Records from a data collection
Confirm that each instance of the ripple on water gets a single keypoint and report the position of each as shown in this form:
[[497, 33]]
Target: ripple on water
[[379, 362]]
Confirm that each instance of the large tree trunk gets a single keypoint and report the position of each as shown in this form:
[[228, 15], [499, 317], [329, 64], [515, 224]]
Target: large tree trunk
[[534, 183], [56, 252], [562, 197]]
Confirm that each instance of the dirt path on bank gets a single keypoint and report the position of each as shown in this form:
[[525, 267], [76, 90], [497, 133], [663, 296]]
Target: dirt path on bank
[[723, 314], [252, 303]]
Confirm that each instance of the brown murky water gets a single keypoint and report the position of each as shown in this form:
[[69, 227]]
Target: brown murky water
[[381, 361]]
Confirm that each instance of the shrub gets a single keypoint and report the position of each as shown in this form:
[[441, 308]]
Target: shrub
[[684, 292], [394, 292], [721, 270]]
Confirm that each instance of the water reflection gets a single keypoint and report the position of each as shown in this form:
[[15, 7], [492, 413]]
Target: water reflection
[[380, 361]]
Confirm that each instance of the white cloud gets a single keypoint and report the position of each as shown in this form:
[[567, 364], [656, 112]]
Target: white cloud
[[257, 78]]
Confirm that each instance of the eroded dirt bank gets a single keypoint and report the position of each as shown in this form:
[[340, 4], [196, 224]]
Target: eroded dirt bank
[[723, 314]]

_TASK OBJECTIVE_
An identical copy of the preceding records should be returned.

_ANSWER SPACE_
Confirm that each instance of the ripple on water gets a single keypoint and report the position of each as shown in this form:
[[497, 33]]
Target: ripple on water
[[379, 362]]
Confirm that each instance of the large tree trunk gets a single keypoint and report the position of each as shown in this form:
[[228, 15], [499, 317], [329, 64], [515, 224]]
Target: large tree trunk
[[534, 183], [56, 252], [562, 197]]
Confirm that each instance of the dirt path on bank gets a single keypoint and report the position of each as shown in this form:
[[525, 267], [76, 90], [497, 133], [663, 296]]
Target: dirt path on bank
[[723, 314], [252, 303]]
Confirm that each instance of the brown murky water gets a single keypoint and report the position of each as shown in this form:
[[69, 227]]
Target: brown murky water
[[381, 361]]
Confirm that each instance of the shrub gets a single keypoint and report the position of each as shown in this form:
[[441, 308]]
Target: shrub
[[684, 292], [394, 292], [721, 270]]
Confirm that each instance of the water reflection gets a single keypoint and report the position of each as shown in this form:
[[15, 7], [492, 413]]
Target: water reflection
[[380, 361]]
Confirm that each instance of the white cloud gets a single keypoint and report the position of each as shown in this form:
[[567, 364], [656, 112]]
Target: white cloud
[[257, 78]]
Confirm that each instance of the eroded dirt bank gets a single keypoint and report the position of each as shown in this form:
[[340, 4], [196, 224]]
Target: eroded dirt bank
[[723, 314]]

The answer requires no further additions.